— Start of Data provided —
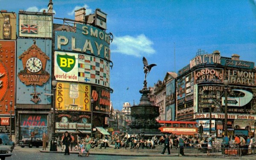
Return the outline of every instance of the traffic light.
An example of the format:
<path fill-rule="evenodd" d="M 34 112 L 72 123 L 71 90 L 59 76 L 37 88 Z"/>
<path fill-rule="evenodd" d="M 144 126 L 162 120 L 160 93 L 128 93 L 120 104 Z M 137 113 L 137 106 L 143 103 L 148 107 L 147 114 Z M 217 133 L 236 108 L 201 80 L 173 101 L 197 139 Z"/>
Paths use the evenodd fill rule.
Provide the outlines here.
<path fill-rule="evenodd" d="M 203 130 L 204 129 L 203 128 L 203 126 L 202 126 L 202 125 L 201 125 L 200 126 L 199 126 L 199 133 L 201 134 L 203 134 Z"/>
— End of Data provided —
◆ Task statement
Present the lines of the records above as a Markdown table with the columns Line No. and Content, numbering the rows in order and skipping blank lines. Omit the pictures from the table.

◆ Complete output
| Line No. | Content |
|---|---|
| 1 | Return the outline of every instance of the traffic light. |
| 2 | An example of the format: |
| 3 | <path fill-rule="evenodd" d="M 34 112 L 72 123 L 71 90 L 59 76 L 37 88 Z"/> |
| 4 | <path fill-rule="evenodd" d="M 144 126 L 162 120 L 160 93 L 128 93 L 120 104 Z M 137 113 L 137 106 L 143 103 L 148 107 L 147 114 Z M 217 133 L 236 108 L 201 80 L 173 101 L 197 139 Z"/> |
| 5 | Paths use the evenodd fill rule. |
| 6 | Provide the outlines here. |
| 7 | <path fill-rule="evenodd" d="M 203 130 L 204 129 L 203 128 L 203 126 L 202 126 L 202 125 L 201 125 L 200 126 L 199 126 L 199 133 L 201 134 L 203 134 Z"/> |